• Problem details
How many lines in the data below contain the word "hardwood"? Reply with the number only.

## begin

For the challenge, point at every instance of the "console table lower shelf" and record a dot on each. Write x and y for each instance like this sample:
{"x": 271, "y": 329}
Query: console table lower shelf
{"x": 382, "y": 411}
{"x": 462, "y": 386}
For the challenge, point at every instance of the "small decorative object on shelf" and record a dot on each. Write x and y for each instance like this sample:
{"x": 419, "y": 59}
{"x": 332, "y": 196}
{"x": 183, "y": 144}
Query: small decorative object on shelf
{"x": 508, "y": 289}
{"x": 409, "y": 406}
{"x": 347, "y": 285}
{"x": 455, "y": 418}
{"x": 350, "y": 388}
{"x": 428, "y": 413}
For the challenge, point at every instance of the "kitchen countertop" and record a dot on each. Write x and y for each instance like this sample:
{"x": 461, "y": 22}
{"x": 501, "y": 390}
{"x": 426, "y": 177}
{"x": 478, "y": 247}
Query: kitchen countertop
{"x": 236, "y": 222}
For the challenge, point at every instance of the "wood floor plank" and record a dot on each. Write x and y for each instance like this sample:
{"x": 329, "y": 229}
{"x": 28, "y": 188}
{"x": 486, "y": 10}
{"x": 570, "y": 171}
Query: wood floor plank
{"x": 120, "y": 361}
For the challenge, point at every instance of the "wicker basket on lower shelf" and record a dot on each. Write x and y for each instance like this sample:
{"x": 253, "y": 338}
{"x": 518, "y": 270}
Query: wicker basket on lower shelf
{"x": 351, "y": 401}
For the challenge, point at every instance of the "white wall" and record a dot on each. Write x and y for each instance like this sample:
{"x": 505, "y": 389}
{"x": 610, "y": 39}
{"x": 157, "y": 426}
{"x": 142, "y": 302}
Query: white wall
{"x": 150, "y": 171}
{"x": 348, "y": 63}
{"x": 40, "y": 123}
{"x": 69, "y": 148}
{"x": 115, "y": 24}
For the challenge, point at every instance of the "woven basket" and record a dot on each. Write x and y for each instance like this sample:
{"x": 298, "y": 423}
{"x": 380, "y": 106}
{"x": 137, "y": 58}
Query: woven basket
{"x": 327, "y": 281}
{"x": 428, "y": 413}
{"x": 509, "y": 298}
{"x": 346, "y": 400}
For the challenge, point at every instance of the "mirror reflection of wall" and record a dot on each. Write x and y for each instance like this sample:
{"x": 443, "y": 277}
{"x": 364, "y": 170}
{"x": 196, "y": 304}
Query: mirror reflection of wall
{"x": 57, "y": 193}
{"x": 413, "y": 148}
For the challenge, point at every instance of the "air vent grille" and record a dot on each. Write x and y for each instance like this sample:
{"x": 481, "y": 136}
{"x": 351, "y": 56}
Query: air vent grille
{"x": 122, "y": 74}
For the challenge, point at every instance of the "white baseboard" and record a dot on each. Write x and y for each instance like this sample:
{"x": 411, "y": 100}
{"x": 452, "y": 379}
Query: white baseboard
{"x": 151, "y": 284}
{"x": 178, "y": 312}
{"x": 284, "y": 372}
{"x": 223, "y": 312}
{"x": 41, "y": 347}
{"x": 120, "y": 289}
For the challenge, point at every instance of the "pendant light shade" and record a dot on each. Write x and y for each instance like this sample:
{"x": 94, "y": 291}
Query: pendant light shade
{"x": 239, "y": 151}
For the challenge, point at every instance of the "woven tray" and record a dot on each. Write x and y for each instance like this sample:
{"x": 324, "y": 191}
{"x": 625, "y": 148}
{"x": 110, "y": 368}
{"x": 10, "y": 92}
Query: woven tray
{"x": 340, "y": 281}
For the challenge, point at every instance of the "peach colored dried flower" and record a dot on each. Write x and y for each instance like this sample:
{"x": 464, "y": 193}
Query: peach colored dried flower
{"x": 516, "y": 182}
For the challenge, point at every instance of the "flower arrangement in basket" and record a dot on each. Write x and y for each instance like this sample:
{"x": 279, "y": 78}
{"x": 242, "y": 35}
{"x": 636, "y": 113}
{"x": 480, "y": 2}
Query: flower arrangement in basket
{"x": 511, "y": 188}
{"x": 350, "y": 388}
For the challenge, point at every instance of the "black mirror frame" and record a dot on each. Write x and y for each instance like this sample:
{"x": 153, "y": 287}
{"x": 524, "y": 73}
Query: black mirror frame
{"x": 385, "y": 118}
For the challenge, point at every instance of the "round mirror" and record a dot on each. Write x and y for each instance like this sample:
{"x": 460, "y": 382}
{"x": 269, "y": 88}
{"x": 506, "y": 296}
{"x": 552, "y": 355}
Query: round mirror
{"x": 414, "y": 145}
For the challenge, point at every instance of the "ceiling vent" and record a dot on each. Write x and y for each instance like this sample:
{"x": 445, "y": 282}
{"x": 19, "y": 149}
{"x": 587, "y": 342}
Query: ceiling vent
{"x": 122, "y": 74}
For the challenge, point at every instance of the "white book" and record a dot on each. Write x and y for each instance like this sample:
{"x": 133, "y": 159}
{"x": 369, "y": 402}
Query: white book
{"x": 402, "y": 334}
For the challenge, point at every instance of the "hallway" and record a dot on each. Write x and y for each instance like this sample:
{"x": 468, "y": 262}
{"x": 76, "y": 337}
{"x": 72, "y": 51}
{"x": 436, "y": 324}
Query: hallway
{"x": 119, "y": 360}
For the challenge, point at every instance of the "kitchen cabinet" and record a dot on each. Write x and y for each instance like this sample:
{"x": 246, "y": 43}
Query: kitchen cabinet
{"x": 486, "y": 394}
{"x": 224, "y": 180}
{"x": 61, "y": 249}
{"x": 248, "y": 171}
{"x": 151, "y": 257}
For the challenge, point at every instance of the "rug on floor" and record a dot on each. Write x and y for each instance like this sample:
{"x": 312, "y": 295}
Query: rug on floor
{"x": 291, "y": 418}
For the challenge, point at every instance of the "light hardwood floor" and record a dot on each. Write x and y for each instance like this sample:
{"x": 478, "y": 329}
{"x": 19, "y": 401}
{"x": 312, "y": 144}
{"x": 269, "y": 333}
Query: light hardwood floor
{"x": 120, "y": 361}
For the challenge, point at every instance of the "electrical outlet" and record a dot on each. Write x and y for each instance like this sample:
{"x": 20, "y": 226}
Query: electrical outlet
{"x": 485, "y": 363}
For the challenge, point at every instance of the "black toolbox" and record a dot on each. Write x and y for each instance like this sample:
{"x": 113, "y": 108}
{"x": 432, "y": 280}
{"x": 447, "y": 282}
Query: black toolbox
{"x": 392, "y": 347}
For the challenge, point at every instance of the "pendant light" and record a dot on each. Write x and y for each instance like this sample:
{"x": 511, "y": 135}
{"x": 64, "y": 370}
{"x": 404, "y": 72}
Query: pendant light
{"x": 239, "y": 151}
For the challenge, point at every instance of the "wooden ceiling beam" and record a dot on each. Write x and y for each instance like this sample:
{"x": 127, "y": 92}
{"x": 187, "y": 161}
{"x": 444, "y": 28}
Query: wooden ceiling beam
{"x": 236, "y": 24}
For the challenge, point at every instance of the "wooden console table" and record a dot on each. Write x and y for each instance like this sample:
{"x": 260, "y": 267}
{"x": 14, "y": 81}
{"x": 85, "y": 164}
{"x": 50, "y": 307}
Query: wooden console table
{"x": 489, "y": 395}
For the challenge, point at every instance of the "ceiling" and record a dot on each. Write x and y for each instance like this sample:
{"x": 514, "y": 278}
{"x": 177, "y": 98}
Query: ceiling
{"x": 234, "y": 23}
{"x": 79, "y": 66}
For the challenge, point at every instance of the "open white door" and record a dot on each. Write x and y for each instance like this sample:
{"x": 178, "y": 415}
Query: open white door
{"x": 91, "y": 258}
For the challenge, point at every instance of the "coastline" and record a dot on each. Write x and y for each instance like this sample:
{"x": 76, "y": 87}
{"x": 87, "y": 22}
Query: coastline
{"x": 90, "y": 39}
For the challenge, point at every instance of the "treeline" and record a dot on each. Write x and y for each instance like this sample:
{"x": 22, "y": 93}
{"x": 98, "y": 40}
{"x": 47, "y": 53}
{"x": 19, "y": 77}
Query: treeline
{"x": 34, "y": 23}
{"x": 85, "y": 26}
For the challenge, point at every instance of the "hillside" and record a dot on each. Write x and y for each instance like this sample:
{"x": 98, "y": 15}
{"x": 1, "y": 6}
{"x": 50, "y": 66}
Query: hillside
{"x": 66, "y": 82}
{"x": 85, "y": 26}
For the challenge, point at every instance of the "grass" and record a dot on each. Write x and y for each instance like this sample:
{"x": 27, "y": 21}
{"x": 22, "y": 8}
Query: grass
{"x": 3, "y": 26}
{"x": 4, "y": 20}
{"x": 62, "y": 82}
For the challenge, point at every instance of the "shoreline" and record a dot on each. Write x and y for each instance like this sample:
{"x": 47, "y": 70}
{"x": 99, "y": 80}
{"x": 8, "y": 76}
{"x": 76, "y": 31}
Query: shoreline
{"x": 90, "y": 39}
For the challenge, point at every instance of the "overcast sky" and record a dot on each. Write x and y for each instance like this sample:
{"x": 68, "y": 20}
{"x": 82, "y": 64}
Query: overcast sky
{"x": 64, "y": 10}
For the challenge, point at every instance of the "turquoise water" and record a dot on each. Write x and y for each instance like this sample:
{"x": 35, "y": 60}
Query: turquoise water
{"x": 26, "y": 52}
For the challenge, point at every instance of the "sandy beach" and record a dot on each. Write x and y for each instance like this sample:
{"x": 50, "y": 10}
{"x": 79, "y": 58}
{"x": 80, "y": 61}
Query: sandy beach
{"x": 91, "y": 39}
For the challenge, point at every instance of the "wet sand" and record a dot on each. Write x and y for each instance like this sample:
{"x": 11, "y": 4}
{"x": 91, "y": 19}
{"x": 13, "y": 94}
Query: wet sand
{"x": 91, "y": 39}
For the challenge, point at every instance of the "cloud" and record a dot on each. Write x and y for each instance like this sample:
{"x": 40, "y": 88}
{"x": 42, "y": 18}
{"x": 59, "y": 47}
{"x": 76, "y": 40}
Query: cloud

## end

• Finished task
2